• _Work to be completed_:
Copy every row below verbatim, omitting the pictures.

□ □ □

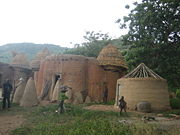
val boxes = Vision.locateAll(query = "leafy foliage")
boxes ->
[0,43,68,63]
[12,105,179,135]
[65,31,128,57]
[117,0,180,89]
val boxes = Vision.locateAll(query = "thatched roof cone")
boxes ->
[124,63,163,79]
[115,63,170,111]
[13,81,26,104]
[97,45,127,69]
[11,53,29,67]
[30,47,50,69]
[20,77,38,107]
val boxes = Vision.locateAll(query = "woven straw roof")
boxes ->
[97,45,127,69]
[30,47,50,69]
[11,53,29,67]
[124,63,163,79]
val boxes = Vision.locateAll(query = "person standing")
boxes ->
[119,96,127,114]
[2,79,12,109]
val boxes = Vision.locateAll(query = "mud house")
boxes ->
[115,63,170,111]
[34,45,127,103]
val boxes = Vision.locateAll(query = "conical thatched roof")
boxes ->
[97,45,127,69]
[20,77,38,107]
[11,53,29,67]
[30,47,50,69]
[124,63,163,79]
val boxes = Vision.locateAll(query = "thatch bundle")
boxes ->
[11,53,29,67]
[85,96,91,104]
[137,101,151,113]
[97,45,127,69]
[73,92,83,104]
[124,63,163,79]
[115,64,170,111]
[13,81,26,104]
[20,77,38,107]
[30,48,50,69]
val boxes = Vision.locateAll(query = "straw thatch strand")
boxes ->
[97,45,127,69]
[20,77,38,107]
[124,63,163,79]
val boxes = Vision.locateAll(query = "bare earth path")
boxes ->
[84,105,180,129]
[0,115,24,135]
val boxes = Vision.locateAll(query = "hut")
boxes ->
[20,77,38,107]
[115,63,170,111]
[13,78,26,104]
[30,47,50,71]
[35,45,126,103]
[97,44,127,72]
[11,52,29,68]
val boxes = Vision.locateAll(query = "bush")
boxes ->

□ □ □

• _Output of the exercise_:
val boxes = Vision.locateAll(query = "leafy foliage")
boxes ->
[0,43,68,63]
[12,105,179,135]
[65,31,128,57]
[117,0,180,89]
val boxes = Vision.locateAll(query = "thatched roof cone")
boxes ->
[124,63,163,79]
[115,63,170,111]
[13,81,26,104]
[97,45,127,69]
[11,53,29,67]
[30,47,50,69]
[20,77,38,107]
val boxes = Vision.locateAll(query = "woven straw roof")
boxes ->
[97,45,127,69]
[30,47,50,69]
[11,53,29,67]
[124,63,163,79]
val boxes = Vision.locateAll(query = "person standing")
boxes ->
[119,96,127,114]
[2,79,12,109]
val boxes = Vision.locateAll(query = "mud house")
boxes ->
[115,63,170,111]
[34,45,127,103]
val boxes = Vision.locateAll(query = "conical thatched roof")
boxes ->
[97,45,127,69]
[20,77,38,107]
[11,53,29,67]
[30,47,50,69]
[124,63,163,79]
val boxes = Vision.locateAll(query = "thatch bundle")
boxes ->
[11,53,29,67]
[85,96,91,104]
[137,101,151,113]
[97,45,127,69]
[73,92,83,104]
[124,63,163,79]
[115,64,170,111]
[13,81,26,104]
[20,77,38,107]
[30,48,50,69]
val boxes = Vision.locateAll(query = "straw thatch strand")
boxes ->
[97,45,127,69]
[20,77,38,107]
[124,63,163,79]
val boxes = Vision.locateAll(query = "bare earth path")
boxes ->
[84,105,180,129]
[0,115,24,135]
val boxes = Vision.locateAll(query = "hut")
boxes ->
[20,77,38,107]
[115,63,170,111]
[13,78,26,104]
[30,47,50,71]
[35,45,126,103]
[97,44,127,72]
[11,52,29,68]
val boxes = Vision.locateAll(query = "bush")
boxes ->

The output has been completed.